*** Opening of Available records ***

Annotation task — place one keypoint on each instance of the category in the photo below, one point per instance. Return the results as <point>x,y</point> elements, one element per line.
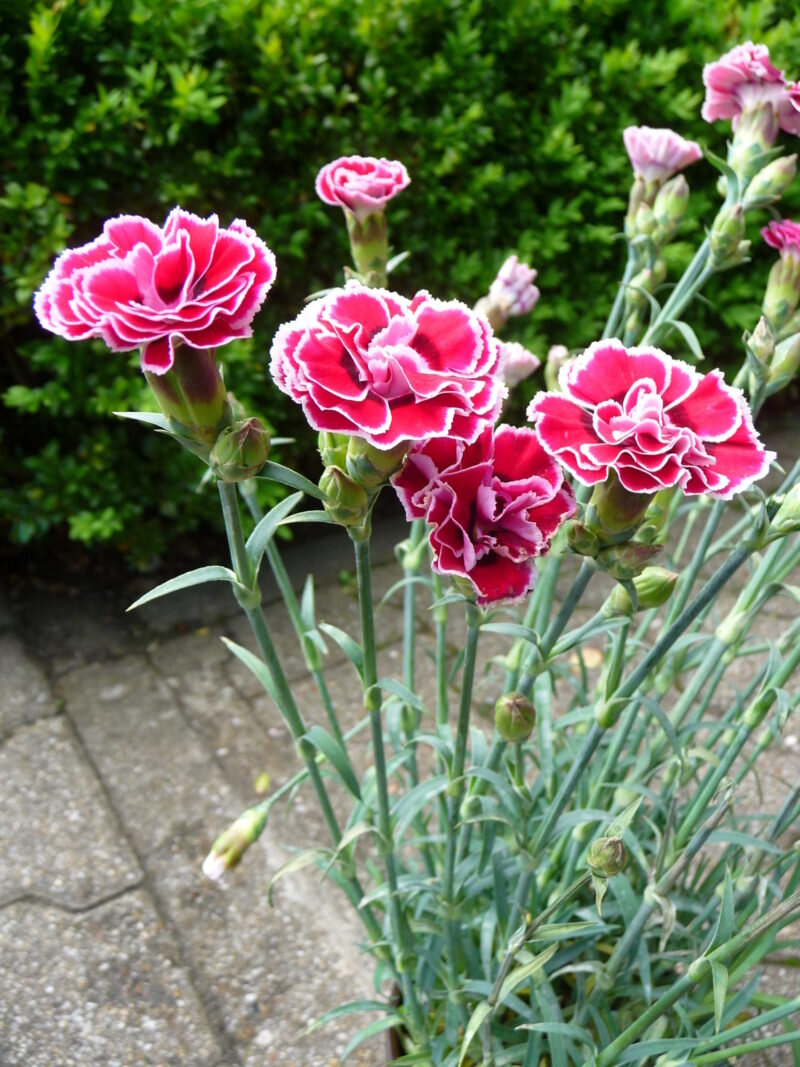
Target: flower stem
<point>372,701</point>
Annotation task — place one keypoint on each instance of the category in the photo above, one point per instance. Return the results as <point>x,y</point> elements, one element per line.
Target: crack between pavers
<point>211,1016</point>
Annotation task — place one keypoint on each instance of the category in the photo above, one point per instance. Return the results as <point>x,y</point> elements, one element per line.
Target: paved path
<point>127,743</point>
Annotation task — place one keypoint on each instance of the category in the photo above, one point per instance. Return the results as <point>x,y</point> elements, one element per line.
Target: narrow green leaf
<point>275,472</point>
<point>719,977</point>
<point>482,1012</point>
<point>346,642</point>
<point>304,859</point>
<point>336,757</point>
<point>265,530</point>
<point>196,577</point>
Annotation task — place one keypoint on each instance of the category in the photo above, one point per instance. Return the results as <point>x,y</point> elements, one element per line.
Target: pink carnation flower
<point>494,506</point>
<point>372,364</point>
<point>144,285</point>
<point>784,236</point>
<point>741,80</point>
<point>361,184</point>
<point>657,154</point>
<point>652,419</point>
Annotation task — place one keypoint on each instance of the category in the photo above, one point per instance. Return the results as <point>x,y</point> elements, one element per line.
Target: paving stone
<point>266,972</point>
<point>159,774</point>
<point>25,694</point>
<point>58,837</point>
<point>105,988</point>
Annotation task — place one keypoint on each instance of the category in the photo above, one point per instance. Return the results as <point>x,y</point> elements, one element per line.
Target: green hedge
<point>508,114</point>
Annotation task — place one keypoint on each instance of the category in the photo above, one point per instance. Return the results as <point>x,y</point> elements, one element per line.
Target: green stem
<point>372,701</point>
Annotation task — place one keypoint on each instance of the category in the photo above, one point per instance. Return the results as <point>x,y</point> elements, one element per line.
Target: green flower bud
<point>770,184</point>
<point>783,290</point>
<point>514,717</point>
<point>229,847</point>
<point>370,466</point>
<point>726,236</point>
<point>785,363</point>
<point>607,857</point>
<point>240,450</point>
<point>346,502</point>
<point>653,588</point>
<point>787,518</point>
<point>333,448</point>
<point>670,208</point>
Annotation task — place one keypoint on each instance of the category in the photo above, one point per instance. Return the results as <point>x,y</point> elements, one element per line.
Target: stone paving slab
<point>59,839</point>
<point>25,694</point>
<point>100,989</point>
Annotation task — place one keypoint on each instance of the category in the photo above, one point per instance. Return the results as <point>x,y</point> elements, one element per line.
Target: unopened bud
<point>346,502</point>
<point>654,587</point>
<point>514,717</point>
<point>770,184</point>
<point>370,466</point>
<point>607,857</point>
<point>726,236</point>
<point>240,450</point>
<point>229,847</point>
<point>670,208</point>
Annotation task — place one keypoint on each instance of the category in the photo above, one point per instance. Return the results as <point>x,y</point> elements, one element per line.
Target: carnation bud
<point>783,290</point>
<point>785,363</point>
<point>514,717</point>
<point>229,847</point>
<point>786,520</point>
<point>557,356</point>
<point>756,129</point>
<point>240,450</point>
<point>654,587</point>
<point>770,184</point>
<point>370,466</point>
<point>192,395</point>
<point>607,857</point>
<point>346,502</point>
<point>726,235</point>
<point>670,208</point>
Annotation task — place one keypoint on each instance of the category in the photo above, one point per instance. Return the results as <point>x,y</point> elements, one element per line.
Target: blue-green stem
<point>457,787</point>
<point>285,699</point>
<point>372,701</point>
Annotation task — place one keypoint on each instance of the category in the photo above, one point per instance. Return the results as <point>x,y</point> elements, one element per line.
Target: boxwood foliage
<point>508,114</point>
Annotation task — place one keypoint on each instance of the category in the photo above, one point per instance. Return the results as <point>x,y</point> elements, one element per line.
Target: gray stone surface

*** Close of Available records ***

Copy every record exactly, dropping the images.

:: Written response ::
Annotation task — place one keypoint on each instance of the category in the photo below, one point per instance. Return the results as <point>x,y</point> elements, one element per line.
Target: flower stem
<point>372,701</point>
Annotation task — place one keypoint on each instance of the category in the photo above, one point per instance. Return the results as <point>x,y</point> elements, one element per line.
Target: crack between pavers
<point>211,1016</point>
Annotation task — place one keypoint on each instance of the category in the photo above, one point per instance. Return the results as <point>x,y</point> elements, one element per line.
Target: paved path
<point>127,743</point>
Annotation task — place one keypoint on each instance of the category in the photo above, one point per instance. Return the results as <point>x,y</point> elements, one element per line.
Target: narrow green leaf
<point>275,472</point>
<point>719,977</point>
<point>482,1012</point>
<point>346,642</point>
<point>304,859</point>
<point>336,757</point>
<point>265,530</point>
<point>196,577</point>
Annotation task — place one keypoint on each instance of the category in the photo above, one point per instance. Return the results as <point>x,y</point> elements, one element per line.
Target: pink carnation flower
<point>494,506</point>
<point>372,364</point>
<point>144,285</point>
<point>784,236</point>
<point>741,80</point>
<point>361,184</point>
<point>657,154</point>
<point>652,419</point>
Annotation task — place one keypoint on each instance of the category in the photo above, one point per instance. Return the results as <point>x,y</point> elements, one element per line.
Target: paving stone
<point>266,972</point>
<point>159,774</point>
<point>25,694</point>
<point>58,837</point>
<point>105,988</point>
Annotation task — place one keypoint on each instance of the category in the photo above, one point per instance. Return the results as <point>x,y</point> elements, one element per line.
Target: green hedge
<point>508,114</point>
Annotation task — place one keypoint on each instance of the category in the photo above, one point per instance. Return the results as <point>x,y</point> elements, one element per line.
Target: green stem
<point>372,701</point>
Annotation task — place one keypoint on each instance of the category in the photo above, one point per instance. Return the results as <point>x,y</point> elements, one element per line.
Target: green flower bud
<point>770,184</point>
<point>783,290</point>
<point>514,717</point>
<point>229,847</point>
<point>370,466</point>
<point>726,236</point>
<point>785,363</point>
<point>607,857</point>
<point>240,450</point>
<point>346,502</point>
<point>653,588</point>
<point>787,518</point>
<point>333,448</point>
<point>670,208</point>
Annotation task — place one keypoint on each instance of the category in the photo above, one point per instance. Return the results as <point>x,y</point> elements, one element per line.
Target: stone paving slab
<point>59,839</point>
<point>25,694</point>
<point>100,989</point>
Annotation task — place one keypoint on each instance of the category in the photo above, one point per instance. Return the results as <point>x,y</point> elements, one element per line.
Target: unopened bud
<point>346,502</point>
<point>654,587</point>
<point>514,717</point>
<point>770,184</point>
<point>370,466</point>
<point>607,857</point>
<point>726,236</point>
<point>240,450</point>
<point>229,847</point>
<point>670,208</point>
Annotation task — place one keypoint on each instance of the category in the photo above, one point per instance. Return the results as <point>x,y</point> elements, one element per line.
Target: carnation bud
<point>783,290</point>
<point>785,363</point>
<point>514,717</point>
<point>229,847</point>
<point>786,520</point>
<point>557,356</point>
<point>756,129</point>
<point>240,450</point>
<point>654,587</point>
<point>770,184</point>
<point>370,466</point>
<point>192,395</point>
<point>607,857</point>
<point>346,502</point>
<point>726,235</point>
<point>670,208</point>
Annotation task — place one keypoint on each instance of the category in the photo above, one point per instance. Return the results as <point>x,y</point> elements, one element per line.
Target: blue-green stem
<point>457,787</point>
<point>285,699</point>
<point>372,701</point>
Annotation task — place one keypoint on each instance of the category in the photo above, one point per instance. Return the results as <point>x,y</point> elements, one element per line.
Target: boxwood foliage
<point>508,114</point>
Annotation task — place one keypoint on each instance of the category in the photo above, one point per instance. Return the results as <point>x,y</point> elements, one element per line.
Target: gray stone surface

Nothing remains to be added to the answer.